Robert Streater (1621–1679)(also known as Streeter), was an English landscape, history, still-life and portrait artist, architectural painter, and etcher. He was Serjeant Painter to King Charles II, and decorated the ceiling of Christopher Wren's Sheldonian Theatre in Oxford.
Streater was born in Covent Garden, London, and is said to have been the son of a painter, and to have received his instruction in painting and drawing from an artist called Du Moulin. He was very industrious, and attained considerable ability in his art, which was highly praised by his contemporaries. His style was founded on that of the Baroque Italian painters. He excelled in architectural and decorative paintings on a large scale, especially those in which perspective and a knowledge of foreshortening were required. He painted landscapes, especially topographical, with skill, and also still life.Sir William Sanderson, in his Graphice (1658), spoke of "Streter, who indeed is a compleat Master therein, as also in other Arts of Etching, Graving, and his works of Architecture and Perspective, not a line but is true to the Rules of Art and Symmetry".

Given request 1
Copy everything in the listing from its first line down to the line containing "101), (93, 70)]", with both ends included, and leave the pictures out.
The listing that follows has no connection to the passage on Robert Streater.

Entries supplied
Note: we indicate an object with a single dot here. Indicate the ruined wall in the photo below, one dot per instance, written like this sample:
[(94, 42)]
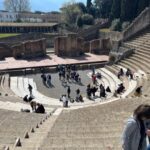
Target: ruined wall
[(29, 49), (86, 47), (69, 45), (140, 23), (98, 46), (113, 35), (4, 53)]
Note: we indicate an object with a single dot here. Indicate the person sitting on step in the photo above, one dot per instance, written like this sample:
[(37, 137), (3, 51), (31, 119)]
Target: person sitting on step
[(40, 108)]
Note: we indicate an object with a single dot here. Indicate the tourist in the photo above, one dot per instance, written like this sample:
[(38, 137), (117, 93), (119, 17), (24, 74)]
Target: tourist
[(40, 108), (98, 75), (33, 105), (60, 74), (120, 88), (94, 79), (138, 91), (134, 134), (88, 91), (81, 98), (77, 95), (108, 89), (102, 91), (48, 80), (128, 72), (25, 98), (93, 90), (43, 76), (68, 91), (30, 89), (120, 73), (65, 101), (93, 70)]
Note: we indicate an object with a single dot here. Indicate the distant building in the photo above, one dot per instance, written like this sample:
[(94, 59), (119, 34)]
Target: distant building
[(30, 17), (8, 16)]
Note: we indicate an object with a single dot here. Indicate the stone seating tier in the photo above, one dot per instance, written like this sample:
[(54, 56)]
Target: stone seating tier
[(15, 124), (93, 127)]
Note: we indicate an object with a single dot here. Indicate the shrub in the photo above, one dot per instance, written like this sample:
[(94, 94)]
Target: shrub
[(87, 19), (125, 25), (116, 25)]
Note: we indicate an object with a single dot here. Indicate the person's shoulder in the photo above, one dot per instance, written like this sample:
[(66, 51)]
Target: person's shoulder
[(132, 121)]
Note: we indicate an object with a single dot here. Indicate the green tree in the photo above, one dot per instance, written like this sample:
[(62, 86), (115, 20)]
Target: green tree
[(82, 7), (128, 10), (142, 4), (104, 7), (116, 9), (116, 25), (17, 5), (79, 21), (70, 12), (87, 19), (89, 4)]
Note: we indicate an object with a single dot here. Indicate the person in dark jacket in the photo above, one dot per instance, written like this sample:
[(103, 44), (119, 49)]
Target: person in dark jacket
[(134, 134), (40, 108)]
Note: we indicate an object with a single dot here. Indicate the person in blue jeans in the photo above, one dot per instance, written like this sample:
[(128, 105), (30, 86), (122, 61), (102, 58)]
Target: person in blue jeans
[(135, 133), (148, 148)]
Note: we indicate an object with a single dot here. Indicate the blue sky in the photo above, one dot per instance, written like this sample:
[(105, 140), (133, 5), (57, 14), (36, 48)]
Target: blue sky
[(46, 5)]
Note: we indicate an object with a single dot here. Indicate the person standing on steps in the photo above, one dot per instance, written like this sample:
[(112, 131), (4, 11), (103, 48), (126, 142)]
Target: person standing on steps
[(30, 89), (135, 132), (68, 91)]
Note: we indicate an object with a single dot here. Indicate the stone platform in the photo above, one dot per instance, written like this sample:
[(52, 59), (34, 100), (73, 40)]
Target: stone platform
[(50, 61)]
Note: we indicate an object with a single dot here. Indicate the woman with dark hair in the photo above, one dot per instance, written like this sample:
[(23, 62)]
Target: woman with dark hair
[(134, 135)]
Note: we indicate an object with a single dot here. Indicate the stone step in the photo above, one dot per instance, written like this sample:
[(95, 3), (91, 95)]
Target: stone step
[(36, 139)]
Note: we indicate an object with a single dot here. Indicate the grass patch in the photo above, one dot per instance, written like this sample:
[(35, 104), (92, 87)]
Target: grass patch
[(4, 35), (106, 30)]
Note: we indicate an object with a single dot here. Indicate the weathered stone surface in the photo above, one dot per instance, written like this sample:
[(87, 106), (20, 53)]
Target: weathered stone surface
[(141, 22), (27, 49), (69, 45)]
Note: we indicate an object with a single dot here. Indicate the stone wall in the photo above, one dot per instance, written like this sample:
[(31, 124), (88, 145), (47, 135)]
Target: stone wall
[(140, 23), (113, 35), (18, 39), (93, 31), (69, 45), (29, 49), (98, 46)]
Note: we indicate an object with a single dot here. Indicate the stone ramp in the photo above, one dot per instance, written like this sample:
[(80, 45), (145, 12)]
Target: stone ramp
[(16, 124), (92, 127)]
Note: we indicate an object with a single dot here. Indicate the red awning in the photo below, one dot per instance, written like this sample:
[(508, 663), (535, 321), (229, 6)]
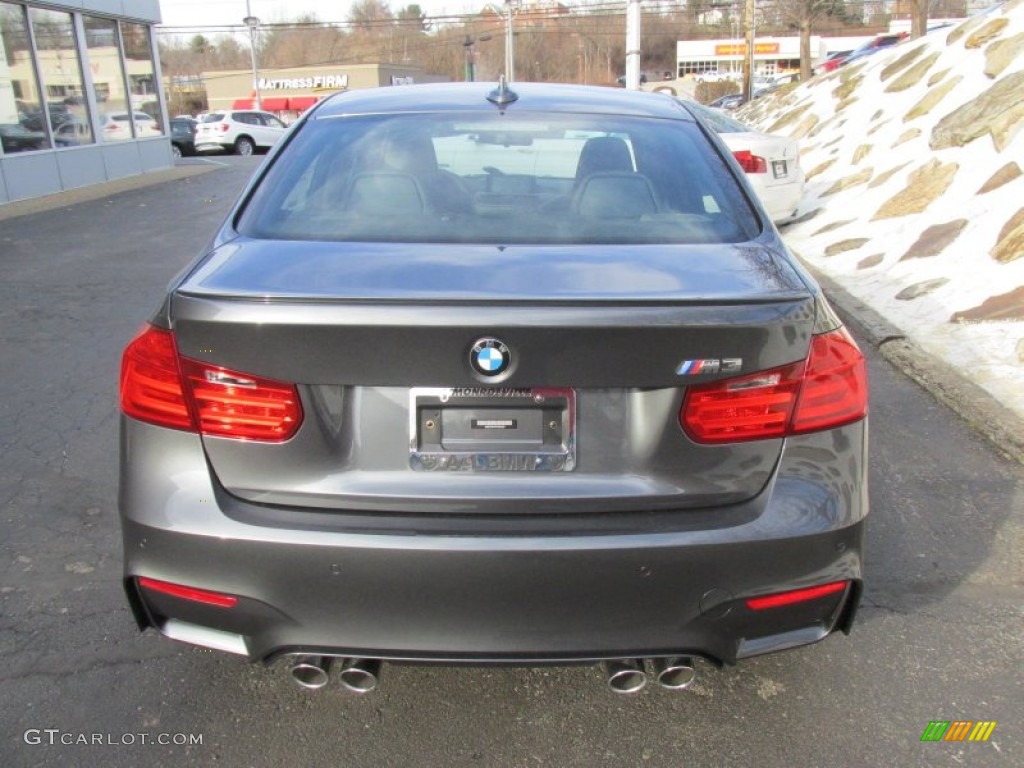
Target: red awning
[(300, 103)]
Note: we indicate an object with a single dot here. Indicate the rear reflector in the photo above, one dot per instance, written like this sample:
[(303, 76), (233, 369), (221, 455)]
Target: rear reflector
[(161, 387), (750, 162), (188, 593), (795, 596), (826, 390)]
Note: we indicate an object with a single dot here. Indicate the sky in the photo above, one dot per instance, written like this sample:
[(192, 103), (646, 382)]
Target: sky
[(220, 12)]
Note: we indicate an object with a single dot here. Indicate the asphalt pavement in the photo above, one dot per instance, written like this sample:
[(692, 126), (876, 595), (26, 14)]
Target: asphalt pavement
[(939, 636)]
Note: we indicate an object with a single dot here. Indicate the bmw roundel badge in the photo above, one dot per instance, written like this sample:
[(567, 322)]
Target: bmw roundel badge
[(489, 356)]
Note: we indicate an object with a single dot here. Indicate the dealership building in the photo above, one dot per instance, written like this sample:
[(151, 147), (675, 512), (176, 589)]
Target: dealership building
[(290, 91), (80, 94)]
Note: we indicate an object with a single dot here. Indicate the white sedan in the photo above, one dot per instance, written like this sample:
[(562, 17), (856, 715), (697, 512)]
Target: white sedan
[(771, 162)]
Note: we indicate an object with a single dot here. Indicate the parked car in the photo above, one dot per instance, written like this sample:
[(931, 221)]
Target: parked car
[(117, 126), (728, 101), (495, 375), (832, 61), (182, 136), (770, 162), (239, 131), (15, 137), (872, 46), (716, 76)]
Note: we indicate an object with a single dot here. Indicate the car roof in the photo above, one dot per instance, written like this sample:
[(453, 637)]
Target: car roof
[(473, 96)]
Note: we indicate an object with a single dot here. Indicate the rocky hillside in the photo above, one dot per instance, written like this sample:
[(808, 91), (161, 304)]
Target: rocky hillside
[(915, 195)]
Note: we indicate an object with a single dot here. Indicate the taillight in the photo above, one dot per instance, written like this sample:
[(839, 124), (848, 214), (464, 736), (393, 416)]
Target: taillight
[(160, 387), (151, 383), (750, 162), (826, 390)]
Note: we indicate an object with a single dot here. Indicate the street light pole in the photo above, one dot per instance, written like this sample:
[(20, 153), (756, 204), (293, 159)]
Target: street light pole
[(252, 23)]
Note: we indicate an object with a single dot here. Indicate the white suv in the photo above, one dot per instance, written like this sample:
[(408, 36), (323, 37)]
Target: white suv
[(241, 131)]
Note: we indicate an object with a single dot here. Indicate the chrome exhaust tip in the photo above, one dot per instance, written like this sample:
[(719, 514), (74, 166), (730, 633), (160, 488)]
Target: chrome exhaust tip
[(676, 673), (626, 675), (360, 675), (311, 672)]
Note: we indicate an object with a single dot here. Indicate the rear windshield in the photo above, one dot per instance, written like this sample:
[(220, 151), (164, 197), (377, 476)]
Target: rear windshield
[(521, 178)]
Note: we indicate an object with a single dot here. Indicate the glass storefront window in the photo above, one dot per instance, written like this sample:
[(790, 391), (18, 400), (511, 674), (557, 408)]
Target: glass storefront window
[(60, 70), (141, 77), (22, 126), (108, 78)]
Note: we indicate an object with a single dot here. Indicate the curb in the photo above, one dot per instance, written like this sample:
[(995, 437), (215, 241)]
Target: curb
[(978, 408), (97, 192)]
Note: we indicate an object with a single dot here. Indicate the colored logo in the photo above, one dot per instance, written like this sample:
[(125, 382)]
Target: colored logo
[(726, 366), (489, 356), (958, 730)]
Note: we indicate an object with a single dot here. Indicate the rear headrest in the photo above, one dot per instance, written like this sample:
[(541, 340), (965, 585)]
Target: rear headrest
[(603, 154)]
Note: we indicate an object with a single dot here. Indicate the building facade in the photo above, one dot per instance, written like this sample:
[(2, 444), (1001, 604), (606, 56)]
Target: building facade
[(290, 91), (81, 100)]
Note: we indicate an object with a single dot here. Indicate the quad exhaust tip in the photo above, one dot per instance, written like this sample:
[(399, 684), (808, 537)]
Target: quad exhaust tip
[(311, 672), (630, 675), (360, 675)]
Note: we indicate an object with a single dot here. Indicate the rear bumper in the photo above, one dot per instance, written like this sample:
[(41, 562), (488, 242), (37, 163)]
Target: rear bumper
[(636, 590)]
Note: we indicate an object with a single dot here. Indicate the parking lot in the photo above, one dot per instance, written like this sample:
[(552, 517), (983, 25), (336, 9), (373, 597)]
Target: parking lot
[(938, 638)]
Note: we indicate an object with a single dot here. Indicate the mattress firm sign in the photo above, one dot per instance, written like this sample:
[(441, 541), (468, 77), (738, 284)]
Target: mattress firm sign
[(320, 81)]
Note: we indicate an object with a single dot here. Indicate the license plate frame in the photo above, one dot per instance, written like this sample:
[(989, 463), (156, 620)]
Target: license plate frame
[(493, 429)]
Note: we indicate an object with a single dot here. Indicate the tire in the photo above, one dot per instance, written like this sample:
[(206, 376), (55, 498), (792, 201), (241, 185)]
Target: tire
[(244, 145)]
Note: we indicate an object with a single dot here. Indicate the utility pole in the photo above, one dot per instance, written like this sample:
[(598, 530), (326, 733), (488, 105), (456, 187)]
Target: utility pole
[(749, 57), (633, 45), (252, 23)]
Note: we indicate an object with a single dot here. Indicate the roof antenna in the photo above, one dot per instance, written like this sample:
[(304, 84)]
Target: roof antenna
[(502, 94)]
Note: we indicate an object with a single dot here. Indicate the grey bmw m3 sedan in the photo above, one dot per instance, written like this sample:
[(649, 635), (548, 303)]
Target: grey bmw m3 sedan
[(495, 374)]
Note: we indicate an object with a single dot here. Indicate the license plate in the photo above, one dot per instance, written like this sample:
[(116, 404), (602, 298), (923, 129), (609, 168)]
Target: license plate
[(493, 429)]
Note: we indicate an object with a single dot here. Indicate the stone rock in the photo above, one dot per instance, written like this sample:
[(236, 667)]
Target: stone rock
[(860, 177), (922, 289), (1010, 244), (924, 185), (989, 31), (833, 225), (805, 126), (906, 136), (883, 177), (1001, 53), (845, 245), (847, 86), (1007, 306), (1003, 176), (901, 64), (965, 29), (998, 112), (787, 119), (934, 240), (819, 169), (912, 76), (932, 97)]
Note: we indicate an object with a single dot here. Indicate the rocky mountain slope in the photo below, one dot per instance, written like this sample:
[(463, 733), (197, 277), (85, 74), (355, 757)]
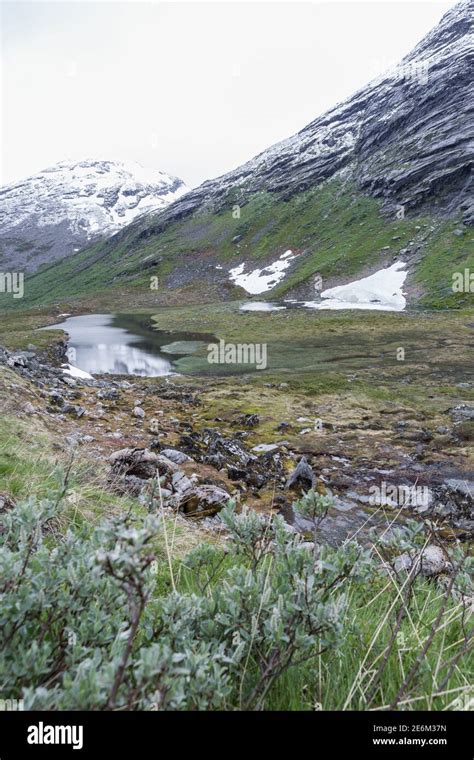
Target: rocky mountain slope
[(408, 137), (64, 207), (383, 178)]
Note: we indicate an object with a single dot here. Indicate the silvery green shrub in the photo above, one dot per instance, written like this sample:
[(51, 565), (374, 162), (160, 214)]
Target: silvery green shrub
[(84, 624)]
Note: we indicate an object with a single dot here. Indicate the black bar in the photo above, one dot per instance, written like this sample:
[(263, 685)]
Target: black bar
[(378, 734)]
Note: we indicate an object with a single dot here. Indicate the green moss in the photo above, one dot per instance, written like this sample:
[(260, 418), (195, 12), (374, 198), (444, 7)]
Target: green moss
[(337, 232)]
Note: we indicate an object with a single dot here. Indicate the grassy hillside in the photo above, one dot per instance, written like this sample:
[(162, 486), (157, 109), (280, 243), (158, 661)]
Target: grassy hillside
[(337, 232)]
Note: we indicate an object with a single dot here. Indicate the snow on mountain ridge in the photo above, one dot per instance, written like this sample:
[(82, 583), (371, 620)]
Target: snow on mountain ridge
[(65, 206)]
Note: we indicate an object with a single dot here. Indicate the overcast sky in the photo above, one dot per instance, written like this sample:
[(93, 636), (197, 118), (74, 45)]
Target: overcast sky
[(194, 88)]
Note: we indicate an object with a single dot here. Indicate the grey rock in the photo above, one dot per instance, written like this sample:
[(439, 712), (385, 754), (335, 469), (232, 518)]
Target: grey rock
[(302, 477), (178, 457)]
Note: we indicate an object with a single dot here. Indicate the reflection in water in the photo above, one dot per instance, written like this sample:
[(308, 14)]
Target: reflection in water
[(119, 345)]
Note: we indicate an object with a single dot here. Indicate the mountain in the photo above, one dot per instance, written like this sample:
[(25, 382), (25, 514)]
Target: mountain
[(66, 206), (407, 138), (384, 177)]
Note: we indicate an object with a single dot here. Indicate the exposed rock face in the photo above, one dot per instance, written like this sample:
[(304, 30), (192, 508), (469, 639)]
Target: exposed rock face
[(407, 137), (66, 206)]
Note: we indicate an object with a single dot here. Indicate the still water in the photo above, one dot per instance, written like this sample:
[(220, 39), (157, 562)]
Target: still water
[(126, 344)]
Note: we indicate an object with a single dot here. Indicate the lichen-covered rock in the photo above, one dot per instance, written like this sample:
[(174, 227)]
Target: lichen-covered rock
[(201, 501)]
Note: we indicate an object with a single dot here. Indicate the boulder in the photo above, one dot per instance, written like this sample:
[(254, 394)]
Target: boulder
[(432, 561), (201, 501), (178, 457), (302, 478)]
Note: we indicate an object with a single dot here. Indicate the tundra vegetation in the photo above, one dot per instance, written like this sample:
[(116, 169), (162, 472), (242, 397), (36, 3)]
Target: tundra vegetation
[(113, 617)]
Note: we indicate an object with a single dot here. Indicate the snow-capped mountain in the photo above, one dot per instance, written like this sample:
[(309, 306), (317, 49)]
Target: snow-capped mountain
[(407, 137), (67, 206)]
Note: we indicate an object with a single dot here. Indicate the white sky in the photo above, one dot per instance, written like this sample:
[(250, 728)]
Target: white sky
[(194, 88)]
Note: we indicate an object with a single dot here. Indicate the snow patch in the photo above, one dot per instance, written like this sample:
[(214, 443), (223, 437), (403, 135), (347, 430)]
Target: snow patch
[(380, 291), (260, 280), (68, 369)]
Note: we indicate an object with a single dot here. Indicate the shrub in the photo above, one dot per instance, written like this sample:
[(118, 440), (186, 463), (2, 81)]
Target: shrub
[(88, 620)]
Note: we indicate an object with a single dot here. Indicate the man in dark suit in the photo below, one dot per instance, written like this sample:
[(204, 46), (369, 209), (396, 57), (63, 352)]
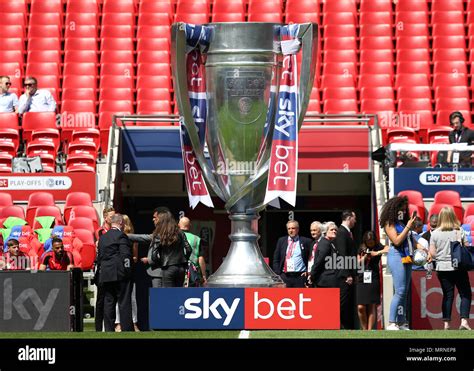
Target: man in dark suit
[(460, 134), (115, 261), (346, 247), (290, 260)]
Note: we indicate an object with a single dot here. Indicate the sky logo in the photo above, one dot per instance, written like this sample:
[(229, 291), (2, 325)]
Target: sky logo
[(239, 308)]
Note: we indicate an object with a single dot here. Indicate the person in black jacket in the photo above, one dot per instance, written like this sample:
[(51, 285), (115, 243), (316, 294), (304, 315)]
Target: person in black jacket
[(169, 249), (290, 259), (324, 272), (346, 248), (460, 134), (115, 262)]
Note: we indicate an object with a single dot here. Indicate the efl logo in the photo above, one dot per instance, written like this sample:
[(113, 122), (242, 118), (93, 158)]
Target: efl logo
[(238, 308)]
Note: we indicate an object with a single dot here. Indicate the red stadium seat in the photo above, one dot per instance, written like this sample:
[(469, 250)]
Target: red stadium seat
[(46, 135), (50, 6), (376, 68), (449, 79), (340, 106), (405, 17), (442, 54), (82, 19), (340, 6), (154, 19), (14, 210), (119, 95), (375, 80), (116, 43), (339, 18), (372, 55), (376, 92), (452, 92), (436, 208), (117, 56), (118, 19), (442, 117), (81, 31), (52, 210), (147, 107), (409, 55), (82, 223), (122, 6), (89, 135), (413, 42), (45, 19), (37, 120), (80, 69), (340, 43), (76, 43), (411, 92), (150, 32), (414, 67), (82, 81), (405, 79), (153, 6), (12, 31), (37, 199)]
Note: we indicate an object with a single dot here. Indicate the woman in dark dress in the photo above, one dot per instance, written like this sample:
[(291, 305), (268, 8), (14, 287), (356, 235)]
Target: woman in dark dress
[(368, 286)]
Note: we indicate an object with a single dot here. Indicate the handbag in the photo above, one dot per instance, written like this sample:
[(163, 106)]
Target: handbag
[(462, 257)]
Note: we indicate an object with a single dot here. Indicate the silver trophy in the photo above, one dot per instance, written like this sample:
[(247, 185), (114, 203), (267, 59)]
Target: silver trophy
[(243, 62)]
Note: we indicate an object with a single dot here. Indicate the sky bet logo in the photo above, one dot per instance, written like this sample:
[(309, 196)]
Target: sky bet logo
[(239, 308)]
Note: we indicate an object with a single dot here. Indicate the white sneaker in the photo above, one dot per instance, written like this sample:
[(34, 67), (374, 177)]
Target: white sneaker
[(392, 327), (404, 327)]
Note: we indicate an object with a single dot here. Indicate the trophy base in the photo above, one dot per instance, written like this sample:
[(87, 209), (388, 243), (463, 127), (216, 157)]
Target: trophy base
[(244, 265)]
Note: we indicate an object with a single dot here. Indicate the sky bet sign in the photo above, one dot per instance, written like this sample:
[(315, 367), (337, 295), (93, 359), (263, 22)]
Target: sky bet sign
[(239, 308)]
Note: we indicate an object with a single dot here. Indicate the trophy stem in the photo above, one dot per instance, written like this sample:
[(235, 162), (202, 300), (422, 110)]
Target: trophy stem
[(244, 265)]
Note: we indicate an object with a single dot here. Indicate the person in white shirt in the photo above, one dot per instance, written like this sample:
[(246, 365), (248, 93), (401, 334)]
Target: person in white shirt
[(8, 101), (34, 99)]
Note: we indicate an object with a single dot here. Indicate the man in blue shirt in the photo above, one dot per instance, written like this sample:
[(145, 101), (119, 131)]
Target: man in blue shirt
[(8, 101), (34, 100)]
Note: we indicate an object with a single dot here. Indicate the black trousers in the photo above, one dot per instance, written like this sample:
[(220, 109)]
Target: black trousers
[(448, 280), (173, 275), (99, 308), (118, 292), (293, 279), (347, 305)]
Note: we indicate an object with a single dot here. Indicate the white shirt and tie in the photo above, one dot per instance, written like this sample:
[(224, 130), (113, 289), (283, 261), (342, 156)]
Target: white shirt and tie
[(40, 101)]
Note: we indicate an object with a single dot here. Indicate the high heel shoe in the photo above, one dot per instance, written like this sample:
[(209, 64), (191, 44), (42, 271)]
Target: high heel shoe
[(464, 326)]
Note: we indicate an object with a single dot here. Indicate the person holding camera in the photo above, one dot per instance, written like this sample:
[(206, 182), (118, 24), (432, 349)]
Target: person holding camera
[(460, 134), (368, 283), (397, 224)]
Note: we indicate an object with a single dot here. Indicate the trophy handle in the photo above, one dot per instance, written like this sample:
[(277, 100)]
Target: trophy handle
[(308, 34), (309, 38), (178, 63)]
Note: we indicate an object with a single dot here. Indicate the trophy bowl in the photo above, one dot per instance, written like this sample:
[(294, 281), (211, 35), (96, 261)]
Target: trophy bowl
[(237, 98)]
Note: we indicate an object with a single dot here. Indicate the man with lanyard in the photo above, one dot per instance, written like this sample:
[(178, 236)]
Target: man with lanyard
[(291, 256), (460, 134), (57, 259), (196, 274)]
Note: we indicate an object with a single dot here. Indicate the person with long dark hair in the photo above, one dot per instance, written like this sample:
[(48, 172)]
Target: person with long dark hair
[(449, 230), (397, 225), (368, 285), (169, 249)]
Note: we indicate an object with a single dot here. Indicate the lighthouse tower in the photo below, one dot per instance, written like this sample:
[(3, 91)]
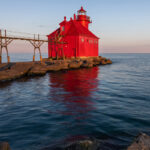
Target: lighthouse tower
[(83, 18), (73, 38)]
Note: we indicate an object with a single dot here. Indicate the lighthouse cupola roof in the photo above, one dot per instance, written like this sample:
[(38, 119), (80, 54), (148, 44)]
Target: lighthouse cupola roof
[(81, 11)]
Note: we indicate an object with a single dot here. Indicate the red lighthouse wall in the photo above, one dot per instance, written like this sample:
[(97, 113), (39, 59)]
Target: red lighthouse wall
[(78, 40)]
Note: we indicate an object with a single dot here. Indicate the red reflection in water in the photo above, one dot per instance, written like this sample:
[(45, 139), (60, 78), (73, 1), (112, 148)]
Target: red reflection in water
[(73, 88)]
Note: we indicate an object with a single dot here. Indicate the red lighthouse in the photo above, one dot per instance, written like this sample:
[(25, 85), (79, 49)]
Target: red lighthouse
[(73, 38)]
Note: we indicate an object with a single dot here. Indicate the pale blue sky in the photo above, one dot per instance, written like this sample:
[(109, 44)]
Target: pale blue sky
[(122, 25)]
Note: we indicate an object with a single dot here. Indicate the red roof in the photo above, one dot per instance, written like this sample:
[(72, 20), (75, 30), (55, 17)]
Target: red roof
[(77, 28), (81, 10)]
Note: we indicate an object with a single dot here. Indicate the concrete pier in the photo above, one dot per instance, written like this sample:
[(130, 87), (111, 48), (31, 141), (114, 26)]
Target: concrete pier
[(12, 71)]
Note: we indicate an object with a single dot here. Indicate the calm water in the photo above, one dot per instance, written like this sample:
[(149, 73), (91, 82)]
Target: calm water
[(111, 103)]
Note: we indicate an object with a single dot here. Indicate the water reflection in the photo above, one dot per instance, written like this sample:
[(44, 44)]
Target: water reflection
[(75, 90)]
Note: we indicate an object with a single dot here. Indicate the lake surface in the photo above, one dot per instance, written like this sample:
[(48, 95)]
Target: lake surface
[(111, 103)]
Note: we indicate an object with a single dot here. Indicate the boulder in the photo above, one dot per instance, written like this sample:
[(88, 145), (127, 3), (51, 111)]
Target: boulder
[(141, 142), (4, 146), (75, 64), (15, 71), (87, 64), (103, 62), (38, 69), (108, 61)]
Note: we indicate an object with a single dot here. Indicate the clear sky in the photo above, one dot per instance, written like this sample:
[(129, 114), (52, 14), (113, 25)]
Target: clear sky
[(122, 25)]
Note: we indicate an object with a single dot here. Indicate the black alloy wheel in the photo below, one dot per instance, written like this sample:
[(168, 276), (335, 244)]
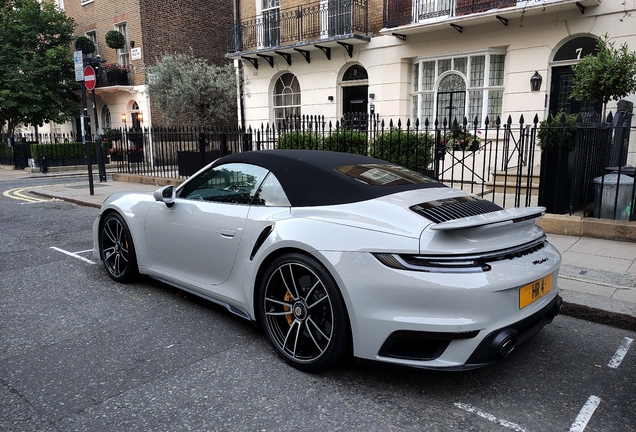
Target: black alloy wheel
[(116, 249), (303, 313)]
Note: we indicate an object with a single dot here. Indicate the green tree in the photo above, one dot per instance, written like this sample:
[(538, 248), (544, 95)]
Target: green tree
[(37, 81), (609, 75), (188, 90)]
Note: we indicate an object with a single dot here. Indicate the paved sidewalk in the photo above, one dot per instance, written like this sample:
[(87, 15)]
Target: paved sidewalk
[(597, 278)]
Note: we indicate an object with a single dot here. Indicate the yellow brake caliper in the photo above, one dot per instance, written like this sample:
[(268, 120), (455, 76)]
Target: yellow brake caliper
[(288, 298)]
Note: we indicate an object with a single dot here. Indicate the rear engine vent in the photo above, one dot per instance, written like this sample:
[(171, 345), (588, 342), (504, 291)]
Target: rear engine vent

Given request 2
Write out the whole passage on Robert Streater word for word.

Full answer 1
Note: we indicate an object with a single dot here. Indicate the ruined wall in the photo below, one dot per instance, written like this sample:
[(94, 42)]
Target: ruined wall
[(29, 49), (86, 47), (69, 45), (140, 23), (98, 46), (113, 35), (4, 53)]
Note: we indicate an object with a single dot here. Indicate the person sitting on step in the photo above, one dot per instance, written like this sample:
[(37, 137), (3, 51), (31, 119)]
Target: person sitting on step
[(40, 108)]
Note: we indicate an object with a single dot here. Indicate the tourist in the photo above, one dot per instance, written like this sample:
[(38, 137), (117, 93), (119, 17), (24, 74)]
Target: tourist
[(40, 108), (98, 75), (33, 105), (60, 74), (120, 88), (94, 79), (138, 91), (134, 134), (88, 91), (81, 98), (77, 95), (108, 89), (102, 91), (48, 80), (128, 72), (25, 98), (93, 90), (43, 76), (68, 91), (30, 89), (120, 73), (65, 101), (93, 70)]

Full answer 2
Robert Streater (1621–1679)(also known as Streeter), was an English landscape, history, still-life and portrait artist, architectural painter, and etcher. He was Serjeant Painter to King Charles II, and decorated the ceiling of Christopher Wren's Sheldonian Theatre in Oxford.
Streater was born in Covent Garden, London, and is said to have been the son of a painter, and to have received his instruction in painting and drawing from an artist called Du Moulin. He was very industrious, and attained considerable ability in his art, which was highly praised by his contemporaries. His style was founded on that of the Baroque Italian painters. He excelled in architectural and decorative paintings on a large scale, especially those in which perspective and a knowledge of foreshortening were required. He painted landscapes, especially topographical, with skill, and also still life.Sir William Sanderson, in his Graphice (1658), spoke of "Streter, who indeed is a compleat Master therein, as also in other Arts of Etching, Graving, and his works of Architecture and Perspective, not a line but is true to the Rules of Art and Symmetry".